- Description of the task -
Change every "marker" to "point" in the data, starting at the line containing "Each instance of the mushroom stem" and ending at the last line of the data. Give back only those lines, with everything else unchanged.

- Data for this task -
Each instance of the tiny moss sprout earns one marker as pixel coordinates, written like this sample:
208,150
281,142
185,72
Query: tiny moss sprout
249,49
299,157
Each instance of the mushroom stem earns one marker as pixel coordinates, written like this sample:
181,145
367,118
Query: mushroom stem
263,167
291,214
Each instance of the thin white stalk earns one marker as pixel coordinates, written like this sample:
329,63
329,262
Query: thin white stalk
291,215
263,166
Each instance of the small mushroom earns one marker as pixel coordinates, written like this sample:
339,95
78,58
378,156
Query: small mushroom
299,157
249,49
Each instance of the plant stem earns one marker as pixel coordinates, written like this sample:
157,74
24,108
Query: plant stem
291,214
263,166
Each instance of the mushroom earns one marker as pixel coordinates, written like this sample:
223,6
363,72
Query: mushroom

- Solved problem -
Each instance of the mushroom stem earns one point as pixel coordinates, written like this sample:
181,145
367,118
Query: mushroom stem
263,167
291,214
Each instance of the thin white stalk earns one point as pixel coordinates, written like this sample:
329,63
329,262
Query: thin white stalk
291,215
263,166
Each instance of the small mushroom earns one point as pixel coordinates, written like this sample:
339,95
78,58
378,156
Query: small mushroom
299,157
249,49
Each instance of the plant stem earns one point as pixel coordinates, written like this sample:
157,74
24,108
Query: plant stem
291,214
263,166
Each instance of the mushroom earns one point as pixel coordinates, written like this sample:
223,6
363,72
Query: mushroom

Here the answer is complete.